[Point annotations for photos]
--------------------------------

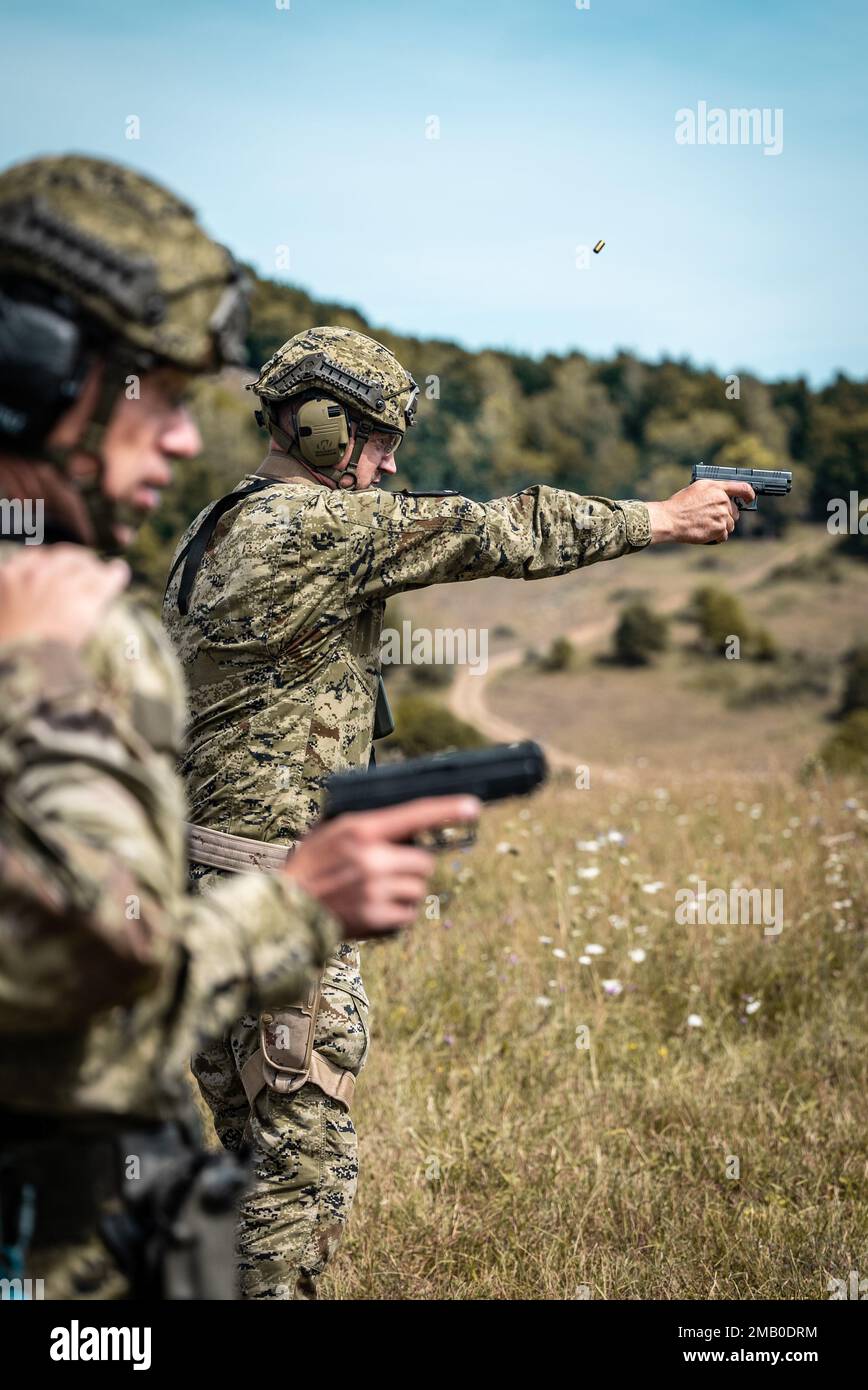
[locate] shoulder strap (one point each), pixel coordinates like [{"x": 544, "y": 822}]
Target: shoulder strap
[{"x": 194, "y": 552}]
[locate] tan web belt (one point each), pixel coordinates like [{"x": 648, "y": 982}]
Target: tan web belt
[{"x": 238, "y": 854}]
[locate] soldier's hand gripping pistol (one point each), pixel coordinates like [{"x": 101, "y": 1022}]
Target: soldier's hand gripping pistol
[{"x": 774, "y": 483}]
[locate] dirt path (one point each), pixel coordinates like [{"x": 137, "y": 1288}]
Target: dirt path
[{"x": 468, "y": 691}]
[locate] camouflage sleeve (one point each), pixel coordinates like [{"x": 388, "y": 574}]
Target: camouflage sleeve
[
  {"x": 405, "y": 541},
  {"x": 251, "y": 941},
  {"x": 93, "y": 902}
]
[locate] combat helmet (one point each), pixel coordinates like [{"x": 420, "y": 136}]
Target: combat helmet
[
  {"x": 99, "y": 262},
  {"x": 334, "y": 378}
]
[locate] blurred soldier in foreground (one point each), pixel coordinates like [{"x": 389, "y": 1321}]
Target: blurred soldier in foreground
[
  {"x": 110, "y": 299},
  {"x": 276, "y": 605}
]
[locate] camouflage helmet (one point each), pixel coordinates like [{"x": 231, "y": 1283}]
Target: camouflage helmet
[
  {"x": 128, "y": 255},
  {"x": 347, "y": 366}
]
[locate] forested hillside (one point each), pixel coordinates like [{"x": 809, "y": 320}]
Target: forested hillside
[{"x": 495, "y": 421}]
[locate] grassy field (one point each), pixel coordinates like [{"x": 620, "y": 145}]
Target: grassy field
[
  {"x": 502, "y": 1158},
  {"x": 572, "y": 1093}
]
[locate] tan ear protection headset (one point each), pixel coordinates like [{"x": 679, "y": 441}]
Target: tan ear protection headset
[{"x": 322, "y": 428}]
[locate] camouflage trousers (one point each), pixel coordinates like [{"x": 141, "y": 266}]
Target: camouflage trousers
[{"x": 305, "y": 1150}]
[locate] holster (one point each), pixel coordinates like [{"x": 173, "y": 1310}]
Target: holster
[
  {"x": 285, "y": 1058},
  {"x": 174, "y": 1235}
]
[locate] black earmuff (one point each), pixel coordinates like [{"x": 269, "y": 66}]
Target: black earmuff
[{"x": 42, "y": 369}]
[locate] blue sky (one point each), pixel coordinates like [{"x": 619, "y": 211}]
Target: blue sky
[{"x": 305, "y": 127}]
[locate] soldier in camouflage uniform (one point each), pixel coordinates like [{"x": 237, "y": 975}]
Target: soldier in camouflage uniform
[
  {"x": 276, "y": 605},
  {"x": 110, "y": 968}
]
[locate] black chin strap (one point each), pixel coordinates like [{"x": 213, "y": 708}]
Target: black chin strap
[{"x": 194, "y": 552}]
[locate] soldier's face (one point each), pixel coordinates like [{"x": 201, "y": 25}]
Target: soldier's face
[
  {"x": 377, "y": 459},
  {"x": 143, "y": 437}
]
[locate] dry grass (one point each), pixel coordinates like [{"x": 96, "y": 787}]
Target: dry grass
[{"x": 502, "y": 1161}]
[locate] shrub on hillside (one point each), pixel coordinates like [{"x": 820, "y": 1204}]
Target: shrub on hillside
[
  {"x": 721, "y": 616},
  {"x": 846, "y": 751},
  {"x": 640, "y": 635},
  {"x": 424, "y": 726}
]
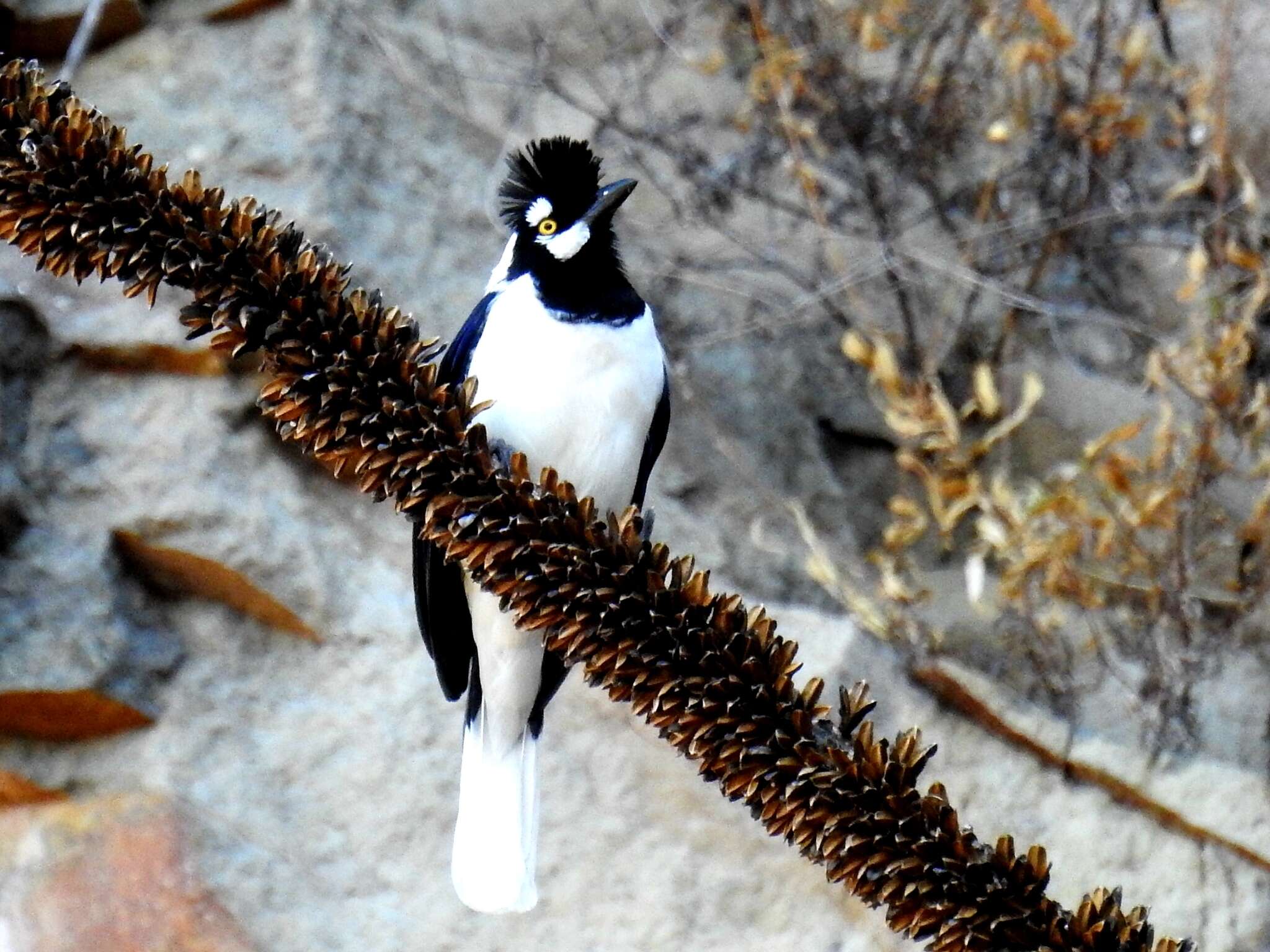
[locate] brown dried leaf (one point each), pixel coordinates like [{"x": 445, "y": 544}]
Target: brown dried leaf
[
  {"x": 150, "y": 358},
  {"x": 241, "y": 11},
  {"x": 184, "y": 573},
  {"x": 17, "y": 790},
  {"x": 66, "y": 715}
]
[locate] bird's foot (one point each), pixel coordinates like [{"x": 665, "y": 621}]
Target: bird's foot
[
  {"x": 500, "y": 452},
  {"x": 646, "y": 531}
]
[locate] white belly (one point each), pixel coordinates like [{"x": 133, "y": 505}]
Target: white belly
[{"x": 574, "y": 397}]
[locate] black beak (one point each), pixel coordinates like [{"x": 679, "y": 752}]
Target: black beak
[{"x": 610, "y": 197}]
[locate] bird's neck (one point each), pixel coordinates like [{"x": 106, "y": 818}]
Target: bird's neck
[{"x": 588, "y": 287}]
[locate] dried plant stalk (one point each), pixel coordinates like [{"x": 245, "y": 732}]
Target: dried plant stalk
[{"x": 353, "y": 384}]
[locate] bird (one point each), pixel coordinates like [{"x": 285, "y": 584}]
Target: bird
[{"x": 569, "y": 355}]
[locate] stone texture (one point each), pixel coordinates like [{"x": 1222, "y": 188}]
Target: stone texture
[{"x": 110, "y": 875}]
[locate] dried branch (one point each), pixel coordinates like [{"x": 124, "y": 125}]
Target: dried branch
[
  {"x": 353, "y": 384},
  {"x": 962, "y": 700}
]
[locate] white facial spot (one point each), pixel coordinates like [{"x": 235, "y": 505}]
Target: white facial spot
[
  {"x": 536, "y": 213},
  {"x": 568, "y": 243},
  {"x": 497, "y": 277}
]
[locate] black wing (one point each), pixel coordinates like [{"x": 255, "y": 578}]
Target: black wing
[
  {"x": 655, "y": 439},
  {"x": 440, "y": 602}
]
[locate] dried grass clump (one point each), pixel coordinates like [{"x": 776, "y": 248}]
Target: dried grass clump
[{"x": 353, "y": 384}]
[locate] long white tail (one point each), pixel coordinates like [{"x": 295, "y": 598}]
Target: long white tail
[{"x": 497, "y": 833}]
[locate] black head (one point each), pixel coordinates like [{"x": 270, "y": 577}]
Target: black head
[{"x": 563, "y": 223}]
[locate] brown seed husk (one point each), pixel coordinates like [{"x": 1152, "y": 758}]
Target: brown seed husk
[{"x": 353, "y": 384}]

--------------------------------

> **SHORT TASK**
Each entry shown above must be quoted exactly, with its pictures left out.

> **RESULT OF THIS TASK**
[locate] shoulder strap (one point each), pixel coordinates like [{"x": 544, "y": 822}]
Target: shoulder strap
[{"x": 194, "y": 552}]
[locate] tan web belt (one point each), pixel coordinates like [{"x": 648, "y": 982}]
Target: tan web belt
[{"x": 238, "y": 854}]
[locate] soldier's hand gripping pistol (one point each), pixel coordinates like [{"x": 101, "y": 1022}]
Target: soldier's hand gripping pistol
[{"x": 774, "y": 483}]
[locate] dirt path (one point each), pixel coordinates like [{"x": 137, "y": 1288}]
Target: dirt path
[{"x": 468, "y": 691}]
[locate] camouflage sleeve (one point each), pixel coordinates like [{"x": 388, "y": 574}]
Target: camouflage sleeve
[
  {"x": 405, "y": 541},
  {"x": 251, "y": 941},
  {"x": 93, "y": 902}
]
[locate] combat helmet (one point each), pixel coordinates like [{"x": 420, "y": 136}]
Target: combat helmet
[
  {"x": 99, "y": 262},
  {"x": 334, "y": 378}
]
[locate] blurred soldier in foreground (one point each), pixel coordinates like [{"x": 389, "y": 1321}]
Target: blurred soldier in foreground
[
  {"x": 110, "y": 299},
  {"x": 276, "y": 605}
]
[locate] camouflage helmet (one point each), pixel coordinates like [{"x": 231, "y": 1283}]
Target: camouflage helmet
[
  {"x": 128, "y": 255},
  {"x": 347, "y": 366}
]
[locate] forested hillside (one point each), pixel coordinates like [{"x": 809, "y": 320}]
Target: forested hillside
[{"x": 495, "y": 421}]
[locate] grassy field (one point each), pixel coordinates like [{"x": 620, "y": 145}]
Target: grassy field
[
  {"x": 502, "y": 1158},
  {"x": 572, "y": 1093}
]
[locate] tan ear protection headset (one point each), pixel coordinates like [{"x": 679, "y": 441}]
Target: tan ear protection headset
[{"x": 322, "y": 428}]
[locate] camouflage trousers (one point each), pixel coordinates like [{"x": 141, "y": 266}]
Target: camouflage trousers
[{"x": 305, "y": 1150}]
[locate] holster (one point each), pixel coordinates like [{"x": 173, "y": 1310}]
Target: holster
[
  {"x": 285, "y": 1058},
  {"x": 174, "y": 1235}
]
[locate] black earmuff (one point each), pixel coordinates like [{"x": 269, "y": 66}]
Target: black earmuff
[{"x": 42, "y": 369}]
[locate] blue sky (one point each), pixel coordinates like [{"x": 619, "y": 211}]
Target: blue sky
[{"x": 305, "y": 127}]
[locate] soldier in camouflage uniform (one point each), pixel coordinates like [{"x": 237, "y": 975}]
Target: soldier in camouflage uniform
[
  {"x": 276, "y": 605},
  {"x": 110, "y": 968}
]
[locate] black chin strap (one point each), pixel coordinates like [{"x": 213, "y": 708}]
Target: black chin strap
[{"x": 194, "y": 552}]
[locate] soldier's face (one point each), pixel coordinates like [{"x": 201, "y": 25}]
Target: soldier's face
[
  {"x": 377, "y": 459},
  {"x": 143, "y": 437}
]
[locate] dry grass (one point each), pixel coordinates like [{"x": 96, "y": 787}]
Target: dry grass
[{"x": 502, "y": 1161}]
[locate] shrub on hillside (one point each), pixel coordinates like [{"x": 820, "y": 1204}]
Target: shrub on hillside
[
  {"x": 721, "y": 616},
  {"x": 846, "y": 751},
  {"x": 640, "y": 635},
  {"x": 424, "y": 726}
]
[locate] brown dried leaf (one point each), pixel coordinates like [{"x": 445, "y": 544}]
Target: brown dried leaf
[
  {"x": 150, "y": 358},
  {"x": 241, "y": 11},
  {"x": 184, "y": 573},
  {"x": 17, "y": 790},
  {"x": 66, "y": 715}
]
[locate] bird's foot (one point each), pixel coordinates like [{"x": 665, "y": 621}]
Target: bird's foot
[
  {"x": 500, "y": 452},
  {"x": 646, "y": 531}
]
[locate] white belly (one point each), pixel coordinates like [{"x": 133, "y": 505}]
Target: white belly
[{"x": 574, "y": 397}]
[locate] black beak (one point each), pixel coordinates like [{"x": 679, "y": 752}]
Target: black beak
[{"x": 610, "y": 197}]
[locate] bird's neck (one point each), pixel coordinates like [{"x": 106, "y": 818}]
Target: bird's neck
[{"x": 588, "y": 287}]
[locate] dried plant stalk (one point each), pixel coordinates like [{"x": 245, "y": 732}]
Target: dried plant stalk
[{"x": 353, "y": 384}]
[locate] bird (one point each), pixel coordinates like [{"x": 285, "y": 584}]
Target: bird
[{"x": 569, "y": 355}]
[locate] stone texture (one point each), pixel coordinates like [{"x": 1222, "y": 188}]
Target: stone texture
[{"x": 110, "y": 875}]
[locate] dried branch (one point each), pixel coordinates like [{"x": 124, "y": 125}]
Target: dried branch
[
  {"x": 353, "y": 384},
  {"x": 962, "y": 700}
]
[locate] white facial spot (one point each), pixel coordinates like [{"x": 235, "y": 505}]
Target: white facial spot
[
  {"x": 536, "y": 213},
  {"x": 568, "y": 243},
  {"x": 497, "y": 277}
]
[locate] black wing (one point each), pixel coordinates like [{"x": 255, "y": 578}]
Target: black wing
[
  {"x": 655, "y": 439},
  {"x": 440, "y": 602}
]
[locate] dried grass clump (one point each), pixel coordinates like [{"x": 776, "y": 248}]
Target: dried grass clump
[{"x": 353, "y": 384}]
[locate] long white tail (one point each), pixel coordinates like [{"x": 295, "y": 598}]
Target: long white tail
[{"x": 497, "y": 833}]
[locate] black head (one point each), pixel coordinates like [{"x": 270, "y": 577}]
Target: black head
[{"x": 563, "y": 223}]
[locate] brown seed husk (one point each), pixel coordinates like [{"x": 1152, "y": 758}]
Target: brown seed husk
[{"x": 353, "y": 384}]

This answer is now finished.